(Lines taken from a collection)
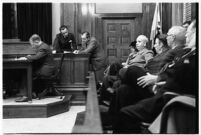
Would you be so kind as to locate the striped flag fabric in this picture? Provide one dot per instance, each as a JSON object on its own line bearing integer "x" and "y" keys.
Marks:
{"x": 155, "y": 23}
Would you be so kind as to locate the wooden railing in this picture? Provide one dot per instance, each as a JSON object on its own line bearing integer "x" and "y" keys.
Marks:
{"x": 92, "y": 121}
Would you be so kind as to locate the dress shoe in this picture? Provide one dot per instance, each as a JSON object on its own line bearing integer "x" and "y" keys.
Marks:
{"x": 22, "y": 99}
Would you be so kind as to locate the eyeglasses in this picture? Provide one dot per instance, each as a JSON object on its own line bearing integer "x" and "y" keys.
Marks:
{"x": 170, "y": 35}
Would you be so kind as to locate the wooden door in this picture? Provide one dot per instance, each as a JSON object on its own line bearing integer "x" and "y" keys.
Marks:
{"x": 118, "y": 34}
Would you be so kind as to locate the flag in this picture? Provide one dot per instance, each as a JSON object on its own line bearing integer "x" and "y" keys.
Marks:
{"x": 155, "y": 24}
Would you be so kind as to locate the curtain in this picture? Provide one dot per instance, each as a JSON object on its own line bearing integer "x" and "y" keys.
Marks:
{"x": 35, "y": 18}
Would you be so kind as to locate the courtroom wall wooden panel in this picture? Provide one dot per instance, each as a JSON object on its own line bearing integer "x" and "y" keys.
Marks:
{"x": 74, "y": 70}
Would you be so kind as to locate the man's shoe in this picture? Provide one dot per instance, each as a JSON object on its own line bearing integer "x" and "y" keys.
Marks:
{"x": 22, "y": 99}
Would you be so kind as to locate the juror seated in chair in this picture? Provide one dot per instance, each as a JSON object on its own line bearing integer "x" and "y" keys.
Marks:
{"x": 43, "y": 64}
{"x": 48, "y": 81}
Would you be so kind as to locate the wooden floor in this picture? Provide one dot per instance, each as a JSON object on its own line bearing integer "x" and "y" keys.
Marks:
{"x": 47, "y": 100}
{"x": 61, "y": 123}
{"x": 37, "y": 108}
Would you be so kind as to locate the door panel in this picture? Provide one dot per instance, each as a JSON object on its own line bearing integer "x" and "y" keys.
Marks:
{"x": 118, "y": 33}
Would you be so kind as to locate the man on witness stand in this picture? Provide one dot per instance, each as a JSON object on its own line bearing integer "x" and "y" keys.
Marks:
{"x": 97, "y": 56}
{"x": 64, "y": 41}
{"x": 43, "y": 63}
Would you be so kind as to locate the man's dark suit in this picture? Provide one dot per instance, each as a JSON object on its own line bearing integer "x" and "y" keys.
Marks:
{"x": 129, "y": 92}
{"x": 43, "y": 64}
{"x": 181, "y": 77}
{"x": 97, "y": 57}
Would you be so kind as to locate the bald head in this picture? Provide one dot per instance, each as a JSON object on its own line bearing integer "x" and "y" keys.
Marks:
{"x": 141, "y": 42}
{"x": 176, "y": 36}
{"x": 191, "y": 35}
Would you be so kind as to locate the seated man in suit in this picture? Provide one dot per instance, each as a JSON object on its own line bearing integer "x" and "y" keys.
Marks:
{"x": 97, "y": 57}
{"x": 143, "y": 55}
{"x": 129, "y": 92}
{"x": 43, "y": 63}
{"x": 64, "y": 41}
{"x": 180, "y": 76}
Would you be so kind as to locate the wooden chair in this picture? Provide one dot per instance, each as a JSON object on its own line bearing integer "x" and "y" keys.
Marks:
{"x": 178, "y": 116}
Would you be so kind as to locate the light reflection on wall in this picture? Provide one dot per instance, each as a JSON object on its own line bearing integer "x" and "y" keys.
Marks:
--
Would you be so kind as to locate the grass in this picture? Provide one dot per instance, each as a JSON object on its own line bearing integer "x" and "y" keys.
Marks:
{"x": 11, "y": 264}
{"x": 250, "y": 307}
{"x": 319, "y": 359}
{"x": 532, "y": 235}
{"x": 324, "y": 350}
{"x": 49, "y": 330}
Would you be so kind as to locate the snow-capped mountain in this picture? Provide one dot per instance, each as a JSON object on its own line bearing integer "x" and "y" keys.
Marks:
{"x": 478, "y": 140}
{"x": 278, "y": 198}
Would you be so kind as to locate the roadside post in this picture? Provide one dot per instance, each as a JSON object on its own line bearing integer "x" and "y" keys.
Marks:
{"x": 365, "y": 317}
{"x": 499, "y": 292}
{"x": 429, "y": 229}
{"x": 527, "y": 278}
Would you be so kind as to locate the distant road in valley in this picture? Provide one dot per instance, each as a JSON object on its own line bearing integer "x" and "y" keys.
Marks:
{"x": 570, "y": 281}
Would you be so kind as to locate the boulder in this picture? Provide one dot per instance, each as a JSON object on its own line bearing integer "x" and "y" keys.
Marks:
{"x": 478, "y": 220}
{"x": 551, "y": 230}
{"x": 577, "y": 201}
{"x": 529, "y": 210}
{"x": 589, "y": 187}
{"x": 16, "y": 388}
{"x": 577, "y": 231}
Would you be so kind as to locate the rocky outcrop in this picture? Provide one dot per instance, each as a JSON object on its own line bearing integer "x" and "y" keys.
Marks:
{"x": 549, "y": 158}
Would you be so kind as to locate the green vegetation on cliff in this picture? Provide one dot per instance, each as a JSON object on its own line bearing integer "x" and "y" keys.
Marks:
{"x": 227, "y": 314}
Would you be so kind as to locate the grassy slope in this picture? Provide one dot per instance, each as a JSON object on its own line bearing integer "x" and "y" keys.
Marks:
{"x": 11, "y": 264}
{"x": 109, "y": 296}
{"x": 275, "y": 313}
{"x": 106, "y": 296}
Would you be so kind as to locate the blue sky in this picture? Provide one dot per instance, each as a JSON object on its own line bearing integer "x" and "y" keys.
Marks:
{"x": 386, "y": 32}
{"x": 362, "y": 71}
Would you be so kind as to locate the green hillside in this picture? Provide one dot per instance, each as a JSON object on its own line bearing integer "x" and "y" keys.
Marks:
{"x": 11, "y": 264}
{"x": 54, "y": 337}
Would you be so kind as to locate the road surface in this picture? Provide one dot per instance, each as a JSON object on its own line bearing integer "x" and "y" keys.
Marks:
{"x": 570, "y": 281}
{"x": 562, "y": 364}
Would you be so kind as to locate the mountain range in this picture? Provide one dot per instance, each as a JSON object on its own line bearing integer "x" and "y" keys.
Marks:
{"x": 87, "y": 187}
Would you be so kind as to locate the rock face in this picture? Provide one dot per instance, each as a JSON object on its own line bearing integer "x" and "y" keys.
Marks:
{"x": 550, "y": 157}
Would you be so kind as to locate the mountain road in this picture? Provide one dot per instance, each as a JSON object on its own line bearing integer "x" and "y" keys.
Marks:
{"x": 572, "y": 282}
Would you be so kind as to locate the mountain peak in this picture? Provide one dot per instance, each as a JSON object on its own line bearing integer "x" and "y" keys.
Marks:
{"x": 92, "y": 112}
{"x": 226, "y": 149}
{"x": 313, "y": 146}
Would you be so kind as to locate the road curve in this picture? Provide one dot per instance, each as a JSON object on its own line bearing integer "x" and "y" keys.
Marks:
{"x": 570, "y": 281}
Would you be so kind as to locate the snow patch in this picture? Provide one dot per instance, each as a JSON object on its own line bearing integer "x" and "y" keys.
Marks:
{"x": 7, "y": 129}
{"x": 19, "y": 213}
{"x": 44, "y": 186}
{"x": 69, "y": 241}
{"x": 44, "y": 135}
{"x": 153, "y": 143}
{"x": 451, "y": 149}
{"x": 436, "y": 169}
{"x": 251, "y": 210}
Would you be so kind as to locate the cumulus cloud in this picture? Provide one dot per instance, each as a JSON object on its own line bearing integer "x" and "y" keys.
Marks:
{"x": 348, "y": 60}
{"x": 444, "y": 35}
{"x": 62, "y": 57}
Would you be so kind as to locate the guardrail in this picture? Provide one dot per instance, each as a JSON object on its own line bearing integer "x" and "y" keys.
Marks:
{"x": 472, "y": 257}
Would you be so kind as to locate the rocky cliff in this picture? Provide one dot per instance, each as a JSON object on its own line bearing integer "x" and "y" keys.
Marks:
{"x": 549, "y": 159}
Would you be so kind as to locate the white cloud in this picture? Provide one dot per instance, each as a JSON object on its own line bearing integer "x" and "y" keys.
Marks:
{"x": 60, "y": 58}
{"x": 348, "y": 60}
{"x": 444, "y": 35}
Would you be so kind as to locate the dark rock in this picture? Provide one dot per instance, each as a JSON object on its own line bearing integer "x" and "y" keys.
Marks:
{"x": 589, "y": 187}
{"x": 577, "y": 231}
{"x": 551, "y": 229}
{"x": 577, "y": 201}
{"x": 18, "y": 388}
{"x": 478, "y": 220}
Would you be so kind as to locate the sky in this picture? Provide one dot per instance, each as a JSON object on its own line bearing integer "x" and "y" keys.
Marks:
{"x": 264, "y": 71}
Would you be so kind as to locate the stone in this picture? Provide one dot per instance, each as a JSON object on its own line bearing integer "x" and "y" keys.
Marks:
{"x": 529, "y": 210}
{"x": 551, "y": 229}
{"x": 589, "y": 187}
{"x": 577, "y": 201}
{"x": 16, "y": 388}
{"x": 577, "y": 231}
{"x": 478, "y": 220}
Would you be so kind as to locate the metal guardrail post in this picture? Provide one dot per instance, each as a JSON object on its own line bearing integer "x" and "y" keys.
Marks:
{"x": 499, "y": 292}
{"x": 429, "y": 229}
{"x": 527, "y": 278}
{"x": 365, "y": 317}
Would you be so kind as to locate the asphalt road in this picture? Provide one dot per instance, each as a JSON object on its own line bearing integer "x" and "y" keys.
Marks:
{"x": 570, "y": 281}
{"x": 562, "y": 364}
...
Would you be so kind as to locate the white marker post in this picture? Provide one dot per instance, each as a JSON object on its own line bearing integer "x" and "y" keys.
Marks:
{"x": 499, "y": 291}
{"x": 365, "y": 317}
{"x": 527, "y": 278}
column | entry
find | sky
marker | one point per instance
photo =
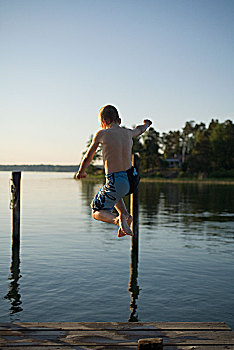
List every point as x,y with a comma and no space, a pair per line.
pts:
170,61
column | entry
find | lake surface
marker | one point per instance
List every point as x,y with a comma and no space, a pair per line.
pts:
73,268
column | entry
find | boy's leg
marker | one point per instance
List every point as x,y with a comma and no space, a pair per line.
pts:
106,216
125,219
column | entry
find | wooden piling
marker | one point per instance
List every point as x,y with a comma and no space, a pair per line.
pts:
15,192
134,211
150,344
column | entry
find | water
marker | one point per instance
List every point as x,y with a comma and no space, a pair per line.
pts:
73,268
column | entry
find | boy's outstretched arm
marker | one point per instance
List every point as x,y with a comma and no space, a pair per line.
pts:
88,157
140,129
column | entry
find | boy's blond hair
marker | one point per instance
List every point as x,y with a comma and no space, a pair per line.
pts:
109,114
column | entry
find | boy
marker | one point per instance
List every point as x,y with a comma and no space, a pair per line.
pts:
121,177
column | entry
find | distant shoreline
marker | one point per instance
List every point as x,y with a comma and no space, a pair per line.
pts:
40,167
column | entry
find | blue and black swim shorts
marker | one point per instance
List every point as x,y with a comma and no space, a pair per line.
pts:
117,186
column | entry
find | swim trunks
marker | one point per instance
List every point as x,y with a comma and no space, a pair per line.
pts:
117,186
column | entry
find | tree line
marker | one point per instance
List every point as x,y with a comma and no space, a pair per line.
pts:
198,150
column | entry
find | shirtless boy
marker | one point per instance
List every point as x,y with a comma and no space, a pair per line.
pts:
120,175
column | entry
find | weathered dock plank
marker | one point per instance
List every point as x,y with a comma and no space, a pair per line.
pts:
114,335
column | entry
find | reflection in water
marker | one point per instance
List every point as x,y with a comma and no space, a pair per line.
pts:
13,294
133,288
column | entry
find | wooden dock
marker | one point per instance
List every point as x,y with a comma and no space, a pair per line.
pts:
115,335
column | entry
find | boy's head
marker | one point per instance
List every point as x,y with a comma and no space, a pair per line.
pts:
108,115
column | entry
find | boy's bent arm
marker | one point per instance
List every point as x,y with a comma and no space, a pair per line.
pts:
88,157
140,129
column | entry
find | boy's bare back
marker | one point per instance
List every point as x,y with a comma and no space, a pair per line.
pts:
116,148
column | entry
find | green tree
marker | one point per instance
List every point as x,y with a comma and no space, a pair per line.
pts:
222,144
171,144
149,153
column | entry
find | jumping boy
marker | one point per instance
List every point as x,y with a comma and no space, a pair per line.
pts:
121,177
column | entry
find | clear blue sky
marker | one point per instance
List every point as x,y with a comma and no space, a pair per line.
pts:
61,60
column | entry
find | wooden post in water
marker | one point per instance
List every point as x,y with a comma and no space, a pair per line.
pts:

**Stated goal**
From the lines above, extract each one that contains the word "white".

**Completed task**
Would you be so kind as to locate the white cloud in this picture? Provide one dot per instance, each as a JSON object on its own line bearing integer "x" and "y" keys.
Would you be so kind as to locate the white marker post in this picture? Provide one dot per instance, each as a JSON object on its own line bearing integer "x" and "y" keys.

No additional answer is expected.